> [PROVIDED MATERIAL]:
>> Begin
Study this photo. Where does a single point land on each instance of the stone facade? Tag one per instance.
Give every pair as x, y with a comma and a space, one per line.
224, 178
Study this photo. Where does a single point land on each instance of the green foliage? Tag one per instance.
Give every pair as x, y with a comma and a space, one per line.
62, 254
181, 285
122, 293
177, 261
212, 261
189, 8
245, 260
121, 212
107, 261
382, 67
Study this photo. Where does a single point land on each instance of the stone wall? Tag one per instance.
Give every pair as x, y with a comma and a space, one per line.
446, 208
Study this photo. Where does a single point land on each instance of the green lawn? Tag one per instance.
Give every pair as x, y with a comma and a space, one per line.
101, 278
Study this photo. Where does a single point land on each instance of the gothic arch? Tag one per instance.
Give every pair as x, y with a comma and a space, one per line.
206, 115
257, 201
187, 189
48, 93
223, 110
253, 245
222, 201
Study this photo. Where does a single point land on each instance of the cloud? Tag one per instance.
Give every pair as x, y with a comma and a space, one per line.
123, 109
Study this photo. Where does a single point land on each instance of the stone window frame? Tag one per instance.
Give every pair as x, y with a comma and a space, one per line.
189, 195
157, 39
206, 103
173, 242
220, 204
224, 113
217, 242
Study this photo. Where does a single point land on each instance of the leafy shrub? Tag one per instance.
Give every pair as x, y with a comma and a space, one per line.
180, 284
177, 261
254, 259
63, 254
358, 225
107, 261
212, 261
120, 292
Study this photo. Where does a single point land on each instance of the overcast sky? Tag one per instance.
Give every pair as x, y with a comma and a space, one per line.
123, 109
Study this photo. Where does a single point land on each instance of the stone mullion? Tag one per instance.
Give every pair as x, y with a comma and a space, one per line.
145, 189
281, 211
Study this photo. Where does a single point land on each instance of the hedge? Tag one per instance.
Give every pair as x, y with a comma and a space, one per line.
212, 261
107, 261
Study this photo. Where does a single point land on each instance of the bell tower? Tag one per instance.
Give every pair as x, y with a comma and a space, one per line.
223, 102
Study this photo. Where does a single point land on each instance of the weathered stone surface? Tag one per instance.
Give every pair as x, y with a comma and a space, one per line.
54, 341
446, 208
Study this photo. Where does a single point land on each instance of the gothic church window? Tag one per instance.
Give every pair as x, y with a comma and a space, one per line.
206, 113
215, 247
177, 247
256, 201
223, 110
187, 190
>> End
> [GIVEN INSTRUCTION]: Rewrite all of the material above, swapping each "instance" for "occurrence" and keeping everything else unchanged.

> [WRITTEN ANSWER]:
Study this photo. Where does a single point land on each occurrence of the stone facade? Tag one per occurrence.
Give every pair as x, y with a comma and a space, one per line.
224, 178
Study this photo. Where does a single point land on each occurrence of the green foliage? Tag one per occurrence.
Give every pair as x, y with a comma and a space, one per line.
62, 254
181, 285
122, 293
177, 261
212, 261
189, 8
245, 260
121, 212
107, 261
382, 67
Study this photo. Where does a single point land on each occurrence of the stone wall? Tag one per occurrence.
Give every pair as x, y with a comma and a space, one per line.
446, 208
Study this photo. Where does a single point land on each occurrence of the green lawn? Tag one per occurrence.
Give every pair as x, y with a comma and a space, one per line.
101, 278
Study this photo. Where does a single point land on each occurrence of the gothic arch? Tag one per occurrence.
Give every pair as x, y with a comma and a space, one per line.
206, 115
257, 201
187, 189
48, 93
223, 110
253, 245
222, 201
Study this photo. Where does a single point land on each occurrence of the cloud? Tag one per occurrence.
Give every pair as x, y with a comma and a space, one per line.
123, 109
Study this photo. Where does a single point land on each occurrence of the stone window frame? Tag one per occurrence.
Give every pair as x, y with a comma and a space, one per line.
189, 195
157, 39
206, 103
173, 242
220, 204
224, 113
217, 242
Study this photo. Where does a single point land on each occurrence of the leafy shrub? Tag one per occurrence.
Give every pair as x, y with a comma and a space, one per line.
180, 284
177, 261
254, 259
63, 254
358, 225
107, 261
212, 261
120, 292
Study this photo. Where does a single point land on each occurrence of the overcast sky? Tag one per occurrence.
Give every pair as x, y with a comma and a space, one per line.
123, 109
Study this photo. Where does a single point land on each occurrence of the stone mullion? Tag one per occurrence.
Give every pair as x, y with a comma and a space, one per line.
145, 189
281, 211
Study this photo. Where does a single point land on each occurrence of the hedge? Tag one per occurrence.
Give every pair as x, y with a comma and a space, one per line.
212, 261
107, 261
Study this photo. Where does a single point land on each occurrence of the bell tower? Tag one per occurrence.
Give every pair as x, y with a comma and a space, one per line.
223, 102
Study this photo. Where does a single point land on each occurrence of the weathered stone surface? Tag one per occurrence.
Give every pair as x, y with a comma and a space, one per line.
54, 341
446, 208
Study this photo. Where does a single point land on each occurrence of the gothic church window? Tag one per occurrence.
Give every pair as x, y with a comma and a space, one per line.
206, 113
215, 247
177, 247
256, 201
223, 110
187, 190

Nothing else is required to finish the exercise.